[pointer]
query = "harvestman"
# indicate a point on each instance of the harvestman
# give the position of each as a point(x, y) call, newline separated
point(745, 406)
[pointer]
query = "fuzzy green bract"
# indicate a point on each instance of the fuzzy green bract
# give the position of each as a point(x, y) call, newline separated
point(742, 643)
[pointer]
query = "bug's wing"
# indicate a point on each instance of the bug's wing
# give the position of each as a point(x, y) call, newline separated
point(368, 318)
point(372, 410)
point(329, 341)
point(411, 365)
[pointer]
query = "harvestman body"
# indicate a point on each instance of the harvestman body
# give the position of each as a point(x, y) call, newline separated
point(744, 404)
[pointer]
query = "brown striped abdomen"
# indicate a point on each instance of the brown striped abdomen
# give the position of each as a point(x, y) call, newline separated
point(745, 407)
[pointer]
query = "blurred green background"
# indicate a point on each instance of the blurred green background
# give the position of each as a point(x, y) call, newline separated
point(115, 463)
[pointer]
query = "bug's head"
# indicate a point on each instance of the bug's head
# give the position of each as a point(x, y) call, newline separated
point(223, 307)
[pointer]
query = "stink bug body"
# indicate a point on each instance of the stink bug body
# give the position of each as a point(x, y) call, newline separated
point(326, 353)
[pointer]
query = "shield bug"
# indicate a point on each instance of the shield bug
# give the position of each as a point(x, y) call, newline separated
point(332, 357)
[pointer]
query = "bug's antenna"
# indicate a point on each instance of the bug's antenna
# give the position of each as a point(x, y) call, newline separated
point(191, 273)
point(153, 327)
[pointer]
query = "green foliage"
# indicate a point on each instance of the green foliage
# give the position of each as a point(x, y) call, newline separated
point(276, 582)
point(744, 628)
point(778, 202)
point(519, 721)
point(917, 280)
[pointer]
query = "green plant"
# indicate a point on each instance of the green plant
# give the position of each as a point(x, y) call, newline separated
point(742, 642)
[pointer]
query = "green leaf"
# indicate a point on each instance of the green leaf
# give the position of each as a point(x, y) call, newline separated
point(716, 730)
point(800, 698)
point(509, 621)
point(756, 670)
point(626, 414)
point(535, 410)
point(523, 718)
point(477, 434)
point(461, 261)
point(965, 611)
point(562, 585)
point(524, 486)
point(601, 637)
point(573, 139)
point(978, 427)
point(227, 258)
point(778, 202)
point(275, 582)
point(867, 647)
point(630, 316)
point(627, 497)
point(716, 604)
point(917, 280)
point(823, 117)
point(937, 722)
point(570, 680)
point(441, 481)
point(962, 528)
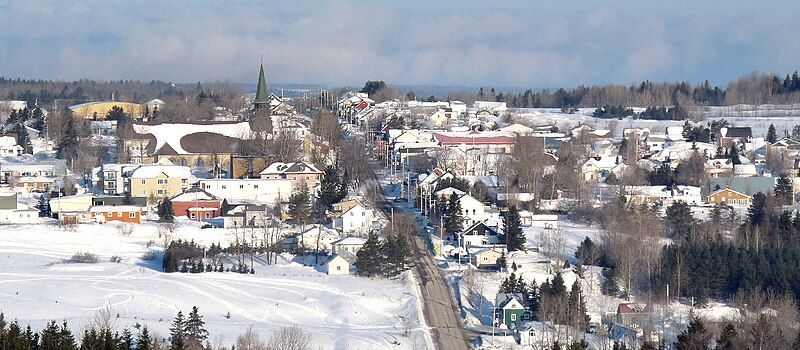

------------------------------------------------

**TRY IT**: Only an exact copy of the records counts as an answer. Leave out the images.

**RESULT FOR THIS EXERCISE**:
[pointer]
query = "harvestman"
# indicate a point on each instance of the harvestman
# give the position of each as a point(x, y) call, newline separated
point(745, 406)
[pointer]
query = "fuzzy green bract"
# indicate a point on each instance of the fuzzy green bract
# give the position of each as a point(x, y) call, newline separated
point(742, 643)
[pointer]
query = "bug's wing"
# indicate a point on each instance of the bug's wing
# give the position of each as a point(x, y) call, newline separated
point(368, 318)
point(372, 410)
point(329, 341)
point(411, 365)
[pointer]
query = "harvestman body"
# indicate a point on each instance of the harvestman body
# give the position of each as a point(x, y) call, newline separated
point(744, 404)
[pointer]
query = "brown striped abdomen"
# indicate a point on each instance of the brown striped abdomen
# give the position of each as a point(x, y) call, newline separated
point(745, 407)
[pointer]
query = "blurred green background"
# indicate a point on each instance of the blurred green background
# give the position of each as a point(x, y) call, newline separated
point(115, 463)
[pointer]
query = "bug's head"
# indicate a point on each instance of the bug's head
# give the position of each as a point(x, y) call, newline separated
point(223, 307)
[pointer]
query = "stink bug body"
# indicate a point on each instance of the stink bug body
# give the position of each as a point(x, y) call, newline separated
point(326, 353)
[pointer]
query = "shield bug"
# indicate a point on each instance of the shield bug
# give the position of each as a point(x, y) call, newline separated
point(332, 357)
[pointer]
query = "bug's antenna"
# indicate a point on each instance of the bug's antenna
# give the position of each as a point(x, y) call, newline separated
point(191, 273)
point(153, 327)
[pointer]
query = "green foliage"
# indicate a point on each instance of the green foliage
# give the position of each as a point(x, y) call, newline separated
point(276, 582)
point(744, 628)
point(778, 202)
point(519, 721)
point(917, 280)
[pointer]
query = "green plant"
# indicate a point on each instance of the green plant
# give the position of each as a point(x, y) call, newline separated
point(742, 642)
[pointer]
query = "green leaf"
# indicate a point on each instance of the green leaf
# give the position of each as a point(x, y) call, newline separated
point(716, 730)
point(800, 698)
point(509, 621)
point(756, 670)
point(626, 414)
point(535, 410)
point(523, 718)
point(477, 434)
point(461, 261)
point(965, 611)
point(562, 585)
point(524, 486)
point(601, 637)
point(573, 139)
point(978, 427)
point(227, 258)
point(778, 202)
point(275, 582)
point(867, 647)
point(630, 316)
point(627, 497)
point(716, 604)
point(917, 280)
point(823, 117)
point(937, 722)
point(570, 680)
point(441, 481)
point(962, 528)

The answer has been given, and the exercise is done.